(SOURCE DATA begins)
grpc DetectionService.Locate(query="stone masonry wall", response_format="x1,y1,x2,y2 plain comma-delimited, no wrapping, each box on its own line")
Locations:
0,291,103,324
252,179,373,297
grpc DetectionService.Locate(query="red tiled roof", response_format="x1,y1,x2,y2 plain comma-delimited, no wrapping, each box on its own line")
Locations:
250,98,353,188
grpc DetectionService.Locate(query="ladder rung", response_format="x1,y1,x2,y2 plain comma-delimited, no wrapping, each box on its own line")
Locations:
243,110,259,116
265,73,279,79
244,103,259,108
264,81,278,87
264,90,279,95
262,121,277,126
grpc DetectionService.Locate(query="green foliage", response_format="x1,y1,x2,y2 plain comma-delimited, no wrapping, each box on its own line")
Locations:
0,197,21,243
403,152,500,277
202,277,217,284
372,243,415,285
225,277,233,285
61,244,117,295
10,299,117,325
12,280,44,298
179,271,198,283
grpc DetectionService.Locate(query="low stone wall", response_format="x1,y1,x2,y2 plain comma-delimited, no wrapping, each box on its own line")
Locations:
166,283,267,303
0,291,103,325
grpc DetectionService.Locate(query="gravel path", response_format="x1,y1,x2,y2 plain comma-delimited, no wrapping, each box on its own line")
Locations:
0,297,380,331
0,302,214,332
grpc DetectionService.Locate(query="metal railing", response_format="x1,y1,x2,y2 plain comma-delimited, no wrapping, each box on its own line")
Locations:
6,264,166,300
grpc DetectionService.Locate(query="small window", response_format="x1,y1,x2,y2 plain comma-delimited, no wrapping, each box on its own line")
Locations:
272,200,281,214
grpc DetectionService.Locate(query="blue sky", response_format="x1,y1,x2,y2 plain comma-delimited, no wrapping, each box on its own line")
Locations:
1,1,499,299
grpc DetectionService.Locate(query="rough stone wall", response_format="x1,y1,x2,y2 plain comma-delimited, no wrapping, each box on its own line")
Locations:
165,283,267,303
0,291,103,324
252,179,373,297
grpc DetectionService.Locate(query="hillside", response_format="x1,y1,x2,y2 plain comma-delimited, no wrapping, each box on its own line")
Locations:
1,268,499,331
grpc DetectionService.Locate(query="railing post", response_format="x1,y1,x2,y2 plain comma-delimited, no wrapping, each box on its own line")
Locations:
(SOURCE DATA ends)
> _REQUIRED ACTION_:
Return the data exactly. Include every record.

> _ANSWER TO THE EXERCISE_:
grpc DetectionService.Locate(query="stone masonry wall", response_format="x1,y1,x2,y2 plain comma-delimited, no wrapping, each box on its own line")
Locations:
0,291,103,324
252,179,373,297
grpc DetectionService.Locate(query="red tiled roof", response_format="x1,y1,x2,y2 plain comma-delimited, no wrapping, each box on its own line")
Locations:
250,98,353,188
grpc DetectionService.Locate(query="ladder rung", response_format="x1,y1,x2,y2 plain comma-delimited, no wrapping, each box on its own line")
Locations:
243,110,259,116
265,73,279,79
244,103,259,108
264,81,278,87
264,90,279,95
262,121,277,126
grpc DetectionService.Locate(query="green foliage", response_format="x1,y1,x2,y2 plain comma-delimited, no wrapping, each box on its own line")
Locations:
0,197,21,243
403,152,500,277
202,277,217,284
372,243,415,285
225,277,233,285
61,244,117,295
10,299,117,325
12,280,44,298
179,271,198,283
grpc DetectionService.Locate(query="low stone wall", response_format="x1,y1,x2,y2 plain comma-delimited, no wrapping, each box on its own line")
Locations:
166,283,267,303
0,291,103,325
grpc DetectionService.Locate(query="gravel path", response_format="x1,y1,x2,y2 plain comma-delimited, no wrapping, each box on its own line")
Locations:
0,297,380,331
0,302,214,332
grpc DetectionService.Locate(query="metal railing", response_format="x1,y1,x2,y2 plain comma-delimited, no wrapping, each box on its own line")
Locations:
6,264,166,300
grpc DetectionService.Locate(query="small window", response_format="x1,y1,x2,y2 plain comma-delimited, no wrapping, each box on its own line")
Locations:
272,200,281,214
grpc DetectionService.Locate(query="blue sky", response_format="x1,y1,x2,y2 plain comma-delimited, no wrapping, each box on its own line")
Locations:
1,1,499,299
grpc DetectionService.Locate(query="rough stone wall", response_format="x1,y1,x2,y2 plain comma-delimited, no wrapping, each box on its own line")
Locations:
165,283,267,303
0,291,103,324
252,179,373,297
grpc DetectionService.Locate(query="hillside", response_format="x1,y1,x2,y2 plain comma-delimited, no wrapping, each box on its own line")
Locations:
1,268,499,331
grpc DetectionService.Locate(query="railing post", response_format="x1,y1,x2,y2 plain comma-delimited, no wrapping, each box on its own line")
Locations:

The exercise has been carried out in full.